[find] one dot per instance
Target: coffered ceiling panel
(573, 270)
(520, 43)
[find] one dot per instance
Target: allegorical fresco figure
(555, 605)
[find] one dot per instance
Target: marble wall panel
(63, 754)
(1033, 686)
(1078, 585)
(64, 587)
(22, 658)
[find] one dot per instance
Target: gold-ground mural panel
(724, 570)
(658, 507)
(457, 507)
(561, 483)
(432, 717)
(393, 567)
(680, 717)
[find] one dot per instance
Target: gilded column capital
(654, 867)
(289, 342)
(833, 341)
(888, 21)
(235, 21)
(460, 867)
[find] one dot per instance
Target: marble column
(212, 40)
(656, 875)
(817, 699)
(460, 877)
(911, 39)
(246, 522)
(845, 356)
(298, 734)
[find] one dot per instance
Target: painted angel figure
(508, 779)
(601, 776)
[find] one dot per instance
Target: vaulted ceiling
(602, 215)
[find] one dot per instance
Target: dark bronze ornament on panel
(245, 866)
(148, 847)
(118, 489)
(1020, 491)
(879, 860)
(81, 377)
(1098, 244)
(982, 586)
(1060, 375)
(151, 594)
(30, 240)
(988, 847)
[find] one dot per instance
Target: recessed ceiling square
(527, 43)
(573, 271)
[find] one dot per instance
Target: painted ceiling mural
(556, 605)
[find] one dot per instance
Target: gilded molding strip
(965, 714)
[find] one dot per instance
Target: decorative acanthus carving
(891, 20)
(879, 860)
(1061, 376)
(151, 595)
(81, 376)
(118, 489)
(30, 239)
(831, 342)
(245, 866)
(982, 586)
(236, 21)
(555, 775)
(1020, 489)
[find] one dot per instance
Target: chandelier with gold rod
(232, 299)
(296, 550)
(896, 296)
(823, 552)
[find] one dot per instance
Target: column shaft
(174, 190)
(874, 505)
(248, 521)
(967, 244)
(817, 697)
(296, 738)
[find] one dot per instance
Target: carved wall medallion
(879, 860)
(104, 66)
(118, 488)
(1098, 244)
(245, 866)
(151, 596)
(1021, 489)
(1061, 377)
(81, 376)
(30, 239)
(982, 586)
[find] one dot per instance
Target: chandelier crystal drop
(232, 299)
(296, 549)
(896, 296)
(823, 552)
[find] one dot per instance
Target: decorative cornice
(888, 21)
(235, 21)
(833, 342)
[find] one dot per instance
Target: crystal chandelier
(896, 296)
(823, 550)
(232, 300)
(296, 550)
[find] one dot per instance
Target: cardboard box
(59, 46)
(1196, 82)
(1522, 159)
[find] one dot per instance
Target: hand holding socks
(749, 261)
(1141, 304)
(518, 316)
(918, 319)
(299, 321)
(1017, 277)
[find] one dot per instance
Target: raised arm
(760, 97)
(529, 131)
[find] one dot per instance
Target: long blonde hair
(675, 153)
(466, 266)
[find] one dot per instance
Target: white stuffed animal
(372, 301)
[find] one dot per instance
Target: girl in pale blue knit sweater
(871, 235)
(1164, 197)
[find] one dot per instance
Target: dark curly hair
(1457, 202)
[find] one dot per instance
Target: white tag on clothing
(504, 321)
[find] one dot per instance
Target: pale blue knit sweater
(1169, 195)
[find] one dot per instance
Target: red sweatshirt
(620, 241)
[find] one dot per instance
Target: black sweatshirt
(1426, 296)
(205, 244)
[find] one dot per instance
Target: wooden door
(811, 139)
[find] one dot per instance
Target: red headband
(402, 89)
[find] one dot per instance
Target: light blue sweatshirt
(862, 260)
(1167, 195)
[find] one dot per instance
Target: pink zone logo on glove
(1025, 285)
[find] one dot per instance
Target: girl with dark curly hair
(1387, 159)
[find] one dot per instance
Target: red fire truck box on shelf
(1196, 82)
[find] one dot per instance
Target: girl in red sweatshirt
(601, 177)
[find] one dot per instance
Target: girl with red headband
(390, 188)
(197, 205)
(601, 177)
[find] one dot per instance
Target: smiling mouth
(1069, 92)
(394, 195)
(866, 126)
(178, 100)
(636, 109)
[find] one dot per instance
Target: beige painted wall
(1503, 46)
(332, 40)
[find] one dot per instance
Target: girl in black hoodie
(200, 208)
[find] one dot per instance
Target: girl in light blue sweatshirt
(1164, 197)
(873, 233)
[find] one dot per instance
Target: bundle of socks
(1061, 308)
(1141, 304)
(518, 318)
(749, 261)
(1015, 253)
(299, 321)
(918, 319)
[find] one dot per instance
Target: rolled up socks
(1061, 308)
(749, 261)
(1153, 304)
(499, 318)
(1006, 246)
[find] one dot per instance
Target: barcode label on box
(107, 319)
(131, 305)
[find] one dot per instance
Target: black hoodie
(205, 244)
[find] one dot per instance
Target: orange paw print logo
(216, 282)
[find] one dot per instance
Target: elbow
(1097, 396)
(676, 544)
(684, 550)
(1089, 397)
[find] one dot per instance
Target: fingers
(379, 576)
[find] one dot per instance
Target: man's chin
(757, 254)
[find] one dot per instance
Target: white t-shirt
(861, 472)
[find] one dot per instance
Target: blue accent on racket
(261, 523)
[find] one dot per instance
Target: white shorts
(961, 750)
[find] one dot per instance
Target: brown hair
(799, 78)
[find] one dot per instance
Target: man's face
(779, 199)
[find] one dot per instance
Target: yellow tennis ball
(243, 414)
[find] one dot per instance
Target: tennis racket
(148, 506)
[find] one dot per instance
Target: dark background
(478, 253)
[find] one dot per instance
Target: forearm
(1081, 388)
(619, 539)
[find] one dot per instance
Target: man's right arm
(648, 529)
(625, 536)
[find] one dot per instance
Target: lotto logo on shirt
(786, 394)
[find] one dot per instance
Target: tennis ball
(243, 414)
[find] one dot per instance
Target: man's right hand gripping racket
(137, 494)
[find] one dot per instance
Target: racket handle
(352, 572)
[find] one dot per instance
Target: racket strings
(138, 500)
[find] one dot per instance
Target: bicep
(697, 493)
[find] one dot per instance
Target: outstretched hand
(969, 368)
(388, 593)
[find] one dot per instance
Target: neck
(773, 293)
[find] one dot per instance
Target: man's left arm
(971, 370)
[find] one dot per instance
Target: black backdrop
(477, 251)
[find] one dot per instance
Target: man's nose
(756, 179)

_ _ _ _ _

Exercise task — Quote each line of the data above exactly as written.

The answer —
[find] one dot per instance
Target: coffered ceiling panel
(573, 270)
(520, 43)
[find] one dot per instance
Target: allegorical fresco figure
(555, 605)
[find] one dot per instance
Target: marble wall panel
(63, 754)
(1033, 686)
(1078, 585)
(64, 587)
(22, 658)
[find] one dot per instance
Target: gold-ground mural panel
(724, 570)
(658, 507)
(457, 507)
(561, 483)
(432, 717)
(393, 567)
(680, 717)
[find] one dot per instance
Target: gilded column capital
(654, 867)
(289, 342)
(833, 341)
(888, 21)
(235, 21)
(460, 867)
[find] one dot per instance
Target: marble column
(212, 40)
(656, 875)
(817, 699)
(460, 877)
(911, 39)
(246, 522)
(845, 356)
(298, 734)
[find] one dot per instance
Target: painted angel figure
(508, 779)
(601, 776)
[find] one dot per instance
Target: vaulted ceiling
(602, 215)
[find] one dot per instance
Target: dark bronze ornament on panel
(245, 866)
(148, 847)
(118, 489)
(1020, 491)
(879, 860)
(81, 377)
(1098, 244)
(982, 586)
(1060, 375)
(151, 594)
(30, 240)
(988, 847)
[find] one dot per instance
Target: recessed ceiling square
(527, 43)
(573, 271)
[find] one dot per instance
Target: painted ceiling mural
(556, 605)
[find] one dot per instance
Target: gilded molding strip
(965, 714)
[find] one dot per instance
Target: decorative acanthus carving
(891, 20)
(879, 860)
(1061, 376)
(151, 595)
(81, 376)
(118, 489)
(30, 239)
(831, 342)
(245, 866)
(982, 586)
(236, 21)
(555, 775)
(1020, 489)
[find] one dot per instance
Target: chandelier with gold rod
(232, 299)
(296, 550)
(896, 296)
(823, 552)
[find] one dot per instance
Target: column shaft
(174, 190)
(874, 505)
(248, 521)
(967, 244)
(817, 697)
(296, 738)
[find] one dot per instance
Target: carved wall medallion
(879, 860)
(104, 66)
(118, 488)
(1098, 244)
(245, 866)
(151, 596)
(1021, 489)
(1061, 377)
(81, 376)
(30, 239)
(982, 586)
[find] one dot per instance
Target: chandelier crystal drop
(232, 299)
(296, 549)
(896, 296)
(823, 552)
[find] one dot per instance
Target: decorative cornice
(888, 21)
(235, 21)
(833, 342)
[find] one dot per instance
Target: crystal chandelier
(896, 296)
(823, 550)
(232, 300)
(296, 550)
[find] one dot per instance
Target: cardboard box
(59, 46)
(1196, 82)
(1522, 159)
[find] one dot per instance
Target: hand holding socks
(749, 261)
(1141, 304)
(518, 316)
(918, 319)
(299, 321)
(1017, 277)
[find] one dot per instance
Target: raised arm
(760, 97)
(529, 131)
[find] one dot per instance
Target: long blonde hair
(675, 153)
(466, 266)
[find] one dot per instance
Target: white stuffed animal
(372, 301)
[find] one dot per instance
Target: girl in pale blue knit sweater
(871, 235)
(1164, 197)
[find] one dot per instance
Target: dark curly hair
(1457, 202)
[find] one dot per instance
Target: white tag on clothing
(504, 321)
[find] one dot per instance
Target: pale blue knit sweater
(1169, 195)
[find] one dot per instance
Target: red sweatshirt
(620, 241)
[find] one dot per instance
Target: black sweatshirt
(1426, 296)
(205, 244)
[find] one dot per instance
Target: wooden door
(811, 139)
[find] one dot per instance
Target: red headband
(402, 89)
[find] one dot per instance
Target: light blue sweatshirt
(862, 260)
(1167, 195)
[find] one dot per instance
Target: pink zone logo on glove
(1025, 285)
[find] one dot per instance
Target: girl with dark curly hair
(1387, 159)
[find] one dot per instance
Target: red fire truck box on shelf
(1196, 82)
[find] one dot per instance
Target: girl in red sweatshirt
(601, 177)
[find] one dot per instance
Target: girl with red headband
(390, 188)
(197, 205)
(601, 177)
[find] one dot per instance
Target: smiling mouth
(1069, 92)
(394, 195)
(866, 126)
(178, 100)
(636, 109)
[find] one dot per instance
Target: beige painted wall
(1503, 46)
(332, 40)
[find] one dot per instance
Target: girl in black hoodie
(200, 208)
[find] one dot per instance
Target: girl in light blue sweatshirt
(1164, 197)
(873, 233)
[find] one dot per instance
Target: bundle of socks
(1061, 308)
(1141, 304)
(518, 318)
(749, 261)
(1015, 253)
(299, 321)
(918, 319)
[find] one dot per instance
Target: rolled up socks
(1061, 308)
(749, 261)
(1153, 304)
(499, 318)
(1006, 246)
[find] one dot per instance
Target: barcode label on box
(107, 319)
(131, 305)
[find] one dot per instance
Target: black hoodie
(205, 244)
[find] one dot per instance
Target: orange paw print logo
(216, 282)
[find] one dot per instance
Target: elbow
(1097, 396)
(676, 544)
(684, 550)
(1089, 397)
[find] one dot per instance
Target: fingers
(379, 576)
[find] one dot per instance
Target: man's chin
(757, 254)
[find] one dot per instance
Target: white t-shirt
(861, 472)
[find] one dot per instance
Target: blue accent on racket
(261, 523)
[find] one dot per instance
Target: white shorts
(961, 750)
[find] one dot per instance
Target: brown hair
(799, 78)
[find] one dot per instance
Target: man's face
(779, 199)
[find] one dot per instance
Target: yellow tennis ball
(243, 414)
[find] one dot per instance
Target: tennis racket
(148, 506)
[find] one dot per instance
Target: dark background
(478, 253)
[find] one dot per instance
Target: forearm
(1081, 388)
(619, 539)
[find] one dot per instance
Target: man's right arm
(648, 529)
(625, 536)
[find] one dot per instance
Target: lotto logo on shirt
(786, 394)
[find] one dot per instance
Target: tennis ball
(243, 414)
[find] one dot per instance
Target: man's right hand gripping racket
(137, 494)
[find] one dot per instance
Target: racket handle
(352, 572)
[find] one dot per instance
Target: racket strings
(138, 500)
[find] one dot per instance
Target: bicep
(697, 493)
[find] one dot per instance
Target: outstretched hand
(969, 368)
(388, 593)
[find] one dot per instance
Target: neck
(773, 293)
[find] one dot per instance
Target: man's left arm
(971, 370)
[find] one dot per instance
Target: black backdrop
(477, 251)
[find] one dot per instance
Target: man's nose
(756, 179)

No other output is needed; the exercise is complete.